>> START Selected passage

For our Lab we decided to do a sentiment analysis of newspapers chosen by the keyword “Data Science”. We further filtered our data to be based on geographic regions of our choosing in the United States, and decided to include the top 100 results of all time, because in certain regions the history of the topic of data science was variable (West Coast vs. Midwest)

The 3 Regions we chose on the LexisNexis site were:

West Coast: Alaska or Arizona or California or Colorado or Hawaii or Idaho or Montana or Nevada or New Mexico or Oregon or Utah or Washington or Wyoming
Midwest: Illinois or Indiana or Iowa or Kansas or Michigan or Minnesota or Missouri or Nebraska or North Dakota or Ohio or Wisconsin
East Coast: Maine or New Hampshire or Massachusetts or Rhode Island or Connecticut or New York or New Jersey or Delaware or Maryland or Virginia or North Carolina or South Carolina or Georgia or Florida

We then further chose Newspapers for each region, and then filtered by the top 100 results in the database:

West Coast: Los Angeles Times, Eurasia, Spokesman
Midwest: Chicago Daily Herald, St. Louis Post-Dispatch (Missouri)
East Coast: New York Times, Atlanta Journal-Constitution, Spokesman Review
# Read the files into the code

## West Coast
LA_Times<- readLines("LA_Times.txt")
Eurasia<- readLines("Eurasia_Review.txt")
Spokesman<- readLines("Spokesman_Review.txt")
West_Coast_Combined<- readLines("West_Coast.txt")

## Midwest
chicago_daily_herald_data <- read_lines("Chicago_Daily_Herald_(100).txt")
st_louis_dispatch_data <- read_lines("St._Louis_Post-Dispatch_(Missouri)_(100).txt")
midwest_data <- paste(chicago_daily_herald_data, st_louis_dispatch_data) # This is the combined dataframe for the entire region

## East Coast
nyt<-read_lines("nyt.txt")
ajc<-read_lines("ajc.txt")
ap<-read_lines("ap.txt")
#Convert the files into tibbles that can be analyzed

## West Coast
LA_Times<- tibble(LA_Times)
Eurasia<- tibble(Eurasia)
Spokesman <- tibble(Spokesman)
West_Coast_Combined <- tibble(West_Coast_Combined)

## Midwest
chicago_daily_herald_data <- tibble(chicago_daily_herald_data)
st_louis_dispatch_data <- tibble(st_louis_dispatch_data)
midwest_data <- tibble(midwest_data)

## East Coast
nyt<-tibble(nyt)
ajc<-tibble(ajc)
ap<-tibble(ap)

c_nyt<-nyt%>%rename(value=nyt)
c_ajc<-ajc%>%rename(value=ajc)
c_ap<-ap%>%rename(value=ap)

east_coast_combined<-rbind((rbind(c_nyt["value"], c_ajc["value"])), c_ap["value"])
# Coerce the arguments to character types that are stripped of attributes
## West Coast
LA_Times$LA_Times <- as.character(LA_Times$LA_Times)

>> END Selected passage
>> START Task input

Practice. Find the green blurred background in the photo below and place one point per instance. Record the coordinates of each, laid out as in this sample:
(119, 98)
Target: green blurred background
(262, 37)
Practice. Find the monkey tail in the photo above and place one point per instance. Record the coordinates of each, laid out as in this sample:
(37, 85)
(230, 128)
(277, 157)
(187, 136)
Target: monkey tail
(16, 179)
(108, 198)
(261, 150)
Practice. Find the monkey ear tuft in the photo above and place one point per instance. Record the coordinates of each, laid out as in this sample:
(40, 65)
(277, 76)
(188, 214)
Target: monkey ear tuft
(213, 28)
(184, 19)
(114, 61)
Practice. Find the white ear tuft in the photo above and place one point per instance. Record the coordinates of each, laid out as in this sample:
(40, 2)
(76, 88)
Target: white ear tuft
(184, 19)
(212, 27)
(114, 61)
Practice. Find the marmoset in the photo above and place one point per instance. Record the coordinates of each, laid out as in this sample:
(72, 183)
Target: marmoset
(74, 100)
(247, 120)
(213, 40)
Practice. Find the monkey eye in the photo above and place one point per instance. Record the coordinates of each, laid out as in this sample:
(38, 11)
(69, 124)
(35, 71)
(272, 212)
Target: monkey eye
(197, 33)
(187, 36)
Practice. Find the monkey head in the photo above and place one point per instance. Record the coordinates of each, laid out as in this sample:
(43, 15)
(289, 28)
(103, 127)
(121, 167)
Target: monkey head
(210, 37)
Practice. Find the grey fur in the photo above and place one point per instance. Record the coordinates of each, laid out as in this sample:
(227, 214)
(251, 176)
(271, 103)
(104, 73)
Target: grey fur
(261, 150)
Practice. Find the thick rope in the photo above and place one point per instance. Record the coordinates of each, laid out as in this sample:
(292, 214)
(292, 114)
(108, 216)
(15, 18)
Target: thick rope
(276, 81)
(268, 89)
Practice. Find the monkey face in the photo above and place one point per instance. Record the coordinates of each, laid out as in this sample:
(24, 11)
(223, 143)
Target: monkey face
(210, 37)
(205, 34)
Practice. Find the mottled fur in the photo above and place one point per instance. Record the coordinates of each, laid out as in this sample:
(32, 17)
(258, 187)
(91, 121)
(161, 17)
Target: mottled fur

>> END Task input

Directive 1:
Edit the listing lines from the one containing "Practice. Find the marmoset" through the end of the listing, inclusive, so that "thick rope" becomes "braided rope" and nothing else changes.
Directive 2:
Carry on with the R code walkthrough for the newspaper sentiment analysis, starting right after its last line.

Exercise response 1:
Practice. Find the marmoset in the photo above and place one point per instance. Record the coordinates of each, laid out as in this sample:
(72, 183)
Target: marmoset
(74, 100)
(247, 120)
(213, 40)
Practice. Find the monkey eye in the photo above and place one point per instance. Record the coordinates of each, laid out as in this sample:
(38, 11)
(69, 124)
(35, 71)
(272, 212)
Target: monkey eye
(197, 33)
(187, 36)
Practice. Find the monkey head in the photo above and place one point per instance. Record the coordinates of each, laid out as in this sample:
(43, 15)
(289, 28)
(103, 127)
(121, 167)
Target: monkey head
(210, 37)
Practice. Find the grey fur in the photo above and place one point per instance. Record the coordinates of each, laid out as in this sample:
(227, 214)
(251, 176)
(271, 103)
(104, 73)
Target: grey fur
(261, 150)
Practice. Find the braided rope in the photo above and place one point per instance. Record the coordinates of each, laid out as in this sample:
(292, 214)
(292, 114)
(108, 216)
(15, 18)
Target: braided rope
(276, 81)
(268, 89)
Practice. Find the monkey face in the photo above and place one point per instance. Record the coordinates of each, laid out as in this sample:
(24, 11)
(223, 143)
Target: monkey face
(210, 37)
(205, 34)
Practice. Find the mottled fur in the photo above and place one point per instance. Record the coordinates of each, laid out as in this sample:
(32, 17)
(258, 187)
(91, 121)
(161, 17)
Target: mottled fur

Exercise response 2:
Eurasia$Eurasia <- as.character(Eurasia$Eurasia)
Spokesman$Spokesman <- as.character(Spokesman$Spokesman)
West_Coast_Combined$West_Coast_Combined <- as.character(West_Coast_Combined$West_Coast_Combined)

## Midwest
chicago_daily_herald_data$chicago_daily_herald_data <- as.character(chicago_daily_herald_data$chicago_daily_herald_data)
st_louis_dispatch_data$st_louis_dispatch_data <- as.character(st_louis_dispatch_data$st_louis_dispatch_data)
midwest_data$midwest_data <- as.character(midwest_data$midwest_data)

## East Coast
nyt$nyt<-as.character(nyt$nyt)
ajc$ajc<-as.character(ajc$ajc)
ap$ap<-as.character(ap$ap)
east_coast_combined$value<-as.character(east_coast_combined$value)
east_coast_combined<-east_coast_combined%>%rename(east_coast_combined=value)
# Start Tokenization process, and use anti-join to get rid of redundant phrasing in sentences

## West Coast
LA_Times <- LA_Times %>%
  unnest_tokens(word, LA_Times)%>%
  anti_join(stop_words)%>% 
  count(word, sort=TRUE)

Eurasia <- Eurasia %>%
  unnest_tokens(word, Eurasia)%>%
  anti_join(stop_words)%>% 
  count(word, sort=TRUE)

Spokesman <- Spokesman %>%
  unnest_tokens(word, Spokesman)%>%
  anti_join(stop_words)%>% 
  count(word, sort=TRUE)

West_Coast_Combined <- West_Coast_Combined %>%
  unnest_tokens(word, West_Coast_Combined)%>%
  anti_join(stop_words)%>% 
  count(word, sort=TRUE)

## Midwest
chicago_daily_herald_data <- chicago_daily_herald_data %>%
  unnest_tokens(word, chicago_daily_herald_data)%>%
  anti_join(stop_words)%>% 
  count(word, sort=TRUE)

st_louis_dispatch_data <- st_louis_dispatch_data %>%
  unnest_tokens(word, st_louis_dispatch_data)%>%
  anti_join(stop_words)%>% 
  count(word, sort=TRUE)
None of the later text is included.